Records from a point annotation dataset
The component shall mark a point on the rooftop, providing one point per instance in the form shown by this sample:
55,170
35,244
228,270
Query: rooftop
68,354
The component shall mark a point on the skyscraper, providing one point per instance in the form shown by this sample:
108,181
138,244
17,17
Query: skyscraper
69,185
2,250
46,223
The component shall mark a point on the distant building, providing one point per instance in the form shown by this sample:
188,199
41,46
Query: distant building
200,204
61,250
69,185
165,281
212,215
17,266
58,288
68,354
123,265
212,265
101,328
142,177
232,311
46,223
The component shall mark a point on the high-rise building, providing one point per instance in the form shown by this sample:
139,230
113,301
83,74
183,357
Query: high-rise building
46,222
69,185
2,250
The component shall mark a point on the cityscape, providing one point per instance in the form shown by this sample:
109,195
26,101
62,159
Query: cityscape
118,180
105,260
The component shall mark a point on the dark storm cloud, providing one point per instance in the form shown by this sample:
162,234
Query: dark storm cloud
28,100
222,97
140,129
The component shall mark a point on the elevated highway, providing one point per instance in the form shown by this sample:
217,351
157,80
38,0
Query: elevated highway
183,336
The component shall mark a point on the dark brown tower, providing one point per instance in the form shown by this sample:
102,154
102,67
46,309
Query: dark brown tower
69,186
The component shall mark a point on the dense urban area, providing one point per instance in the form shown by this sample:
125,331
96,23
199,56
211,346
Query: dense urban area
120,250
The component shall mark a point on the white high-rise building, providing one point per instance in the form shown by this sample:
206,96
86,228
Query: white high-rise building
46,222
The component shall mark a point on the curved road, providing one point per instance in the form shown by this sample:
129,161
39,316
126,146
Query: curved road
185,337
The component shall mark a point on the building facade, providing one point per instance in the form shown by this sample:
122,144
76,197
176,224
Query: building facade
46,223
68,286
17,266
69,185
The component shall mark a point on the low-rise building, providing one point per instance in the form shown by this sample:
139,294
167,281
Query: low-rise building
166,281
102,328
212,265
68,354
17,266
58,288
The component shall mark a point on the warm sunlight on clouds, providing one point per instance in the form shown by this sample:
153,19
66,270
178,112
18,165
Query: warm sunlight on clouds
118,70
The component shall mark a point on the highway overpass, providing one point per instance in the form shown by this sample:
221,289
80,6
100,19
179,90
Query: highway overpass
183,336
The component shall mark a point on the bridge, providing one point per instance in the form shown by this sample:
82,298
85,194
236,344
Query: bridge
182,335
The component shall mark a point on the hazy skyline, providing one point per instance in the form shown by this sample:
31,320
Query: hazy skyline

* [EXERCISE OBJECTIVE]:
Reproduce every one of the lines above verbatim, without any alteration.

* [FULL OUTPUT]:
The component shall mark a point on the rooftop, providing one point per instance in the form shown by this sample:
55,170
35,244
228,270
Query: rooftop
68,354
The component shall mark a point on the skyscraper, providing one point per instance in the form shown by this sample:
108,181
138,244
17,17
Query: skyscraper
69,185
2,250
46,223
The component shall mark a point on the distant building, providing one point per instance in the form shown by this sample:
188,199
41,46
Query: distant building
200,204
61,250
69,185
165,281
212,215
17,266
58,288
68,354
123,265
212,265
101,328
142,177
232,311
46,223
The component shall mark a point on the high-rise building, providing one point per instance in the form shown by this sample:
139,230
113,301
83,74
183,357
Query: high-rise building
46,222
69,185
2,250
The component shall mark a point on the cityscape, providing one point per instance in the form shown by this sample:
109,195
26,101
62,159
Query: cityscape
118,180
105,260
The component shall mark a point on the dark storm cloud, providing one point per instance in the form shown by this sample:
162,234
Query: dark storm cloud
28,100
222,97
140,129
The component shall mark a point on the elevated highway, providing one point per instance in the form shown by this sample:
217,351
157,80
38,0
Query: elevated highway
183,336
The component shall mark a point on the dark brown tower, providing one point per instance in the form shown by this sample:
102,154
102,67
46,309
Query: dark brown tower
69,186
The component shall mark a point on the dense urban area, providing one point per instance in the form shown by this sample:
125,331
96,23
199,56
211,346
Query: dense urban area
120,250
The component shall mark a point on the white high-rise building, providing one point per instance in the form shown by this sample:
206,96
86,228
Query: white high-rise building
46,222
The component shall mark a point on the curved road, providing one point per instance in the form shown by this sample:
129,161
39,316
126,146
Query: curved road
185,337
The component shall mark a point on the building facade, providing one point per instance in the form shown by this sample:
122,144
76,197
176,224
Query: building facade
46,223
68,286
17,266
69,185
The component shall mark a point on the low-rise building, providing one point per instance in the form shown by this sample:
139,294
167,281
Query: low-rise building
166,281
102,328
212,265
68,354
17,266
58,288
The component shall mark a point on the warm sunlight on clouds, providing one point per instance in the form shown by this sample:
153,19
66,270
178,112
18,165
Query: warm sunlight on clouds
118,70
The component shall mark a point on the highway overpass, providing one point per instance in the form shown by this sample:
221,289
80,6
100,19
179,90
Query: highway overpass
183,336
The component shall mark a point on the bridge, providing one point per instance in the form shown by this sample:
82,298
85,194
236,344
Query: bridge
182,335
The component shall mark a point on the hazy skyline, providing one point per instance in the form shown by this sample:
31,320
Query: hazy skyline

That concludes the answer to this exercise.